▸ Task instructions: Extract, word for word, the lines of the items starting at the line that contains "[pin] winding road" and ending at the end of the items, including both ends. Leave the pictures out of your answer.

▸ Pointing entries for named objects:
--------------------------------------------------

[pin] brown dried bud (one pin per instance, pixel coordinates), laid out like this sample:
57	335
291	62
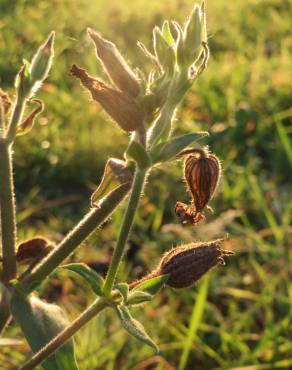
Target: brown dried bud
119	105
33	248
188	263
202	172
115	65
5	102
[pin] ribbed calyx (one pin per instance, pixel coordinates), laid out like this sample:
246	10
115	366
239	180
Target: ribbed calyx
186	264
119	105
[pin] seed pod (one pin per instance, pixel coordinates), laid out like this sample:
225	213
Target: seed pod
33	248
188	263
202	172
119	105
5	102
115	65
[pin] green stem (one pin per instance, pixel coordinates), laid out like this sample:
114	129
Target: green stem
16	118
96	307
125	228
85	227
7	211
4	311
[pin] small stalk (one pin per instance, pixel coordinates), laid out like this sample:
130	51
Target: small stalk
7	211
4	311
95	308
125	229
85	227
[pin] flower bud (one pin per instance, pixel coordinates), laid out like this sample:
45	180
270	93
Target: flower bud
165	53
202	171
119	105
5	102
188	263
42	60
115	65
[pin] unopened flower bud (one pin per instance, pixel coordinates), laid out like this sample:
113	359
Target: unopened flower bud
5	102
202	171
119	105
115	65
188	263
165	53
42	60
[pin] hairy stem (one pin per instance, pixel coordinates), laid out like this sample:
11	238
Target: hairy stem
85	227
125	228
4	311
7	211
96	307
16	118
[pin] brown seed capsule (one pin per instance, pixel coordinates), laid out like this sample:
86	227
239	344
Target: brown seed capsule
5	102
119	105
202	172
115	65
33	248
188	263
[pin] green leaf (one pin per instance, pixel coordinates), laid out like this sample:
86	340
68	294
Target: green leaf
167	150
137	297
123	289
138	153
116	173
93	278
153	285
134	327
167	33
40	323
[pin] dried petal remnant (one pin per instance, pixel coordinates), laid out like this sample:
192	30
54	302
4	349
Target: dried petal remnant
188	263
119	105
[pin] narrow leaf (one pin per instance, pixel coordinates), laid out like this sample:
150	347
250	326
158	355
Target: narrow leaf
167	150
153	285
93	278
123	289
40	323
115	173
134	327
138	153
138	297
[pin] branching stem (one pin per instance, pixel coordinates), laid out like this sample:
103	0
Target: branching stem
125	228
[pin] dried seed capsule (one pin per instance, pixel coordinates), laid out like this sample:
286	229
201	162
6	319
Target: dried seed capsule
119	105
33	248
188	263
115	65
202	172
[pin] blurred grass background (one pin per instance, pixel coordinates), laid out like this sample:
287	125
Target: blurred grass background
241	315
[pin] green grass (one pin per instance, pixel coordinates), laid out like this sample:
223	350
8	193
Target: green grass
244	101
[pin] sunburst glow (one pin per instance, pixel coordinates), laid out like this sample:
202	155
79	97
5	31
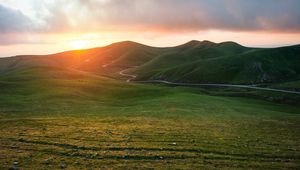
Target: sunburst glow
79	44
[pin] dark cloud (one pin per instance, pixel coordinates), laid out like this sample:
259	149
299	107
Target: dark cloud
248	15
13	21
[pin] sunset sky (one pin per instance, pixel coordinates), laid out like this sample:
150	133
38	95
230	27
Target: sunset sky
49	26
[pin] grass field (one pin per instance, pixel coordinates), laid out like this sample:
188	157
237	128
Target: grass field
58	119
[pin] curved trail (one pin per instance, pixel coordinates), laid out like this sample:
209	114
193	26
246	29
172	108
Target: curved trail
131	77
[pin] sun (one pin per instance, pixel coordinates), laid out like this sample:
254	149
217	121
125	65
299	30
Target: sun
79	44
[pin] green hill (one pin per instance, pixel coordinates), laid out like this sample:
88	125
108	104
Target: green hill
195	61
228	62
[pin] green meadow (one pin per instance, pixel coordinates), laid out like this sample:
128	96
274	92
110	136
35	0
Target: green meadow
60	119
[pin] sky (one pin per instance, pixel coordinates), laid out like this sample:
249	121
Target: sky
50	26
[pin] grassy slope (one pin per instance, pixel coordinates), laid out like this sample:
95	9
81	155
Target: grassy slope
52	118
195	61
224	63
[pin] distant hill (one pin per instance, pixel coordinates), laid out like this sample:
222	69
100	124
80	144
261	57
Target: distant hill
194	61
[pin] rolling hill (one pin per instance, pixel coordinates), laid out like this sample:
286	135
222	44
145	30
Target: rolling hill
195	61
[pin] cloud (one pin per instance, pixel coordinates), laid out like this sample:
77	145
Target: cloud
156	15
13	21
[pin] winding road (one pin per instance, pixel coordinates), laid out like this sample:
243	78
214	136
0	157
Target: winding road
132	77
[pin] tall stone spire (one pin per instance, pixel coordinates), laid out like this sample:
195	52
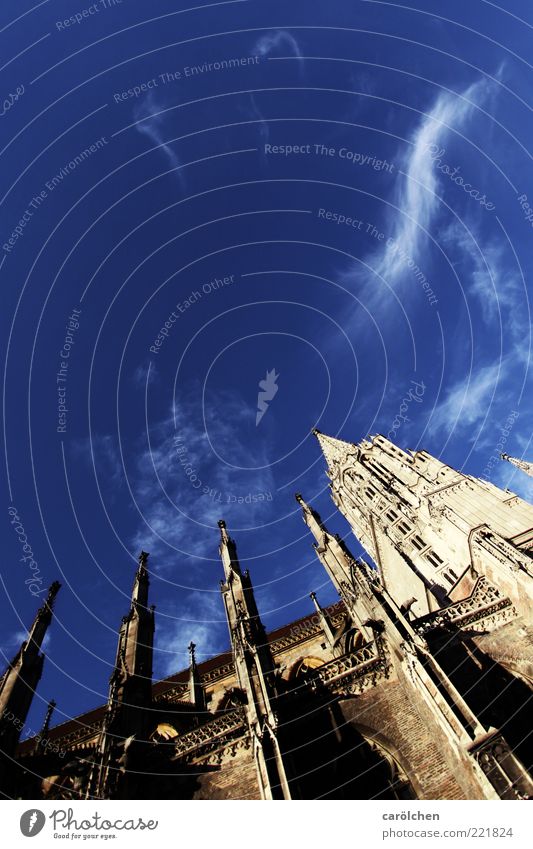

--------------------------------------------------

▸ Solution to this problem:
[pin] winding road (one pin per instance, pixel coordinates), laid out like this sample:
243	78
214	136
0	157
Target: winding road
132	77
[pin] tall stone spire (one pin per instance, pixel coordinates), laid out like this sample:
195	52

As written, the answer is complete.